- **Task details**: The lines from the start of the data up to and including the one with "Where can the grey" should be returned exactly, and nothing else.

- **Material provided**:
######

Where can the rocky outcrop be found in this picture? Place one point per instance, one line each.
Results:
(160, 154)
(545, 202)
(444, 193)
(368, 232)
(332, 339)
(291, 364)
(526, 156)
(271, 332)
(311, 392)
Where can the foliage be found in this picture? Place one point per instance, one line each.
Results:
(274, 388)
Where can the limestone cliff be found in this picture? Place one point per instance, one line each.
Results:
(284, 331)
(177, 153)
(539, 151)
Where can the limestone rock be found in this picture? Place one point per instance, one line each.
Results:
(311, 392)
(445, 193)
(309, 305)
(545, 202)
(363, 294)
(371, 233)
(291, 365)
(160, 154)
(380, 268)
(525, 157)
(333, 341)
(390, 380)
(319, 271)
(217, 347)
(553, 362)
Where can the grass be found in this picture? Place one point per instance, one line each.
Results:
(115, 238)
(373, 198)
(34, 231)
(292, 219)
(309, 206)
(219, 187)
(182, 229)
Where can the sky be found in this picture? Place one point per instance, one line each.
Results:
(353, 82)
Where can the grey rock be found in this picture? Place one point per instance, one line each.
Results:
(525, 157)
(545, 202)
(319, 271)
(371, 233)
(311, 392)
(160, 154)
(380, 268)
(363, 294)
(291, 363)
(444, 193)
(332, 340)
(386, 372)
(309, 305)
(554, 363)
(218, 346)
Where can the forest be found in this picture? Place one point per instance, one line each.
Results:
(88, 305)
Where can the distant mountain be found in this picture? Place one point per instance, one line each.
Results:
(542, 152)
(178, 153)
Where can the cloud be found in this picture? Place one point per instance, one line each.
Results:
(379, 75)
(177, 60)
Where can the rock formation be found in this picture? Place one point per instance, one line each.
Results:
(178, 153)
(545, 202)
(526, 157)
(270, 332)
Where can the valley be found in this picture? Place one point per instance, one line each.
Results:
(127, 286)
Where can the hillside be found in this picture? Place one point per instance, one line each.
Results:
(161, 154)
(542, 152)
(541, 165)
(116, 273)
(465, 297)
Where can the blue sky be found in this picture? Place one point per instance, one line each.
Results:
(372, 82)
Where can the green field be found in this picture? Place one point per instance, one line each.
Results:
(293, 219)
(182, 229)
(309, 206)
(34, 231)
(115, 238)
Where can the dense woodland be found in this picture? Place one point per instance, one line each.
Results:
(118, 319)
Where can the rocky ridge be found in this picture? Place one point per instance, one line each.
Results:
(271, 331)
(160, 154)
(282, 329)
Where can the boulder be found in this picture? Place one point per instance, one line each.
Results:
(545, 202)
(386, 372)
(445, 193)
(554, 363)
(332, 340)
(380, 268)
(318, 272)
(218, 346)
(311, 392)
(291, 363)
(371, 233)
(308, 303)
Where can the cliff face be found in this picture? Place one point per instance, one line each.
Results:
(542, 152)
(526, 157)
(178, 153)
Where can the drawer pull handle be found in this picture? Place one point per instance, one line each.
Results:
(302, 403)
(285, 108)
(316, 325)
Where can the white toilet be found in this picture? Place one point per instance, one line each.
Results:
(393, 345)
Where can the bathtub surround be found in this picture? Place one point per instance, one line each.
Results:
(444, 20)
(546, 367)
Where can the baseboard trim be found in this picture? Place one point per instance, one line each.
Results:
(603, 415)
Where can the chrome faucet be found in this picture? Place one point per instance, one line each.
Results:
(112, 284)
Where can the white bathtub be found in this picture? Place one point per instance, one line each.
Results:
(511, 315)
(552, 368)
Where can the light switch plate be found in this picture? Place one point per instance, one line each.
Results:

######

- **Solution to this problem**:
Where can the rocky outcrop be found in this picture? Place one point per instance, one line each.
Results:
(160, 154)
(545, 202)
(444, 193)
(368, 232)
(332, 339)
(291, 364)
(526, 156)
(271, 332)
(311, 392)
Where can the foliage be found in this picture? Place one point per instance, one line each.
Results:
(274, 388)
Where can the limestone cliff be found in this picture? Place one point per instance, one line each.
Results:
(284, 331)
(177, 153)
(539, 151)
Where can the limestone rock be found in this picture? Place one point per instance, one line each.
Results:
(311, 392)
(445, 193)
(309, 305)
(545, 202)
(363, 294)
(371, 233)
(291, 365)
(160, 154)
(380, 268)
(525, 157)
(333, 341)
(390, 380)
(319, 271)
(217, 347)
(553, 362)
Where can the grass be found in this picture? Place one point per instance, one line each.
Results:
(115, 238)
(373, 198)
(34, 231)
(292, 219)
(309, 206)
(219, 187)
(182, 229)
Where can the sky be found in this picture? Place one point per instance, one line each.
Results:
(353, 82)
Where can the grey rock be found in this picture? Place one point per instance, one line each.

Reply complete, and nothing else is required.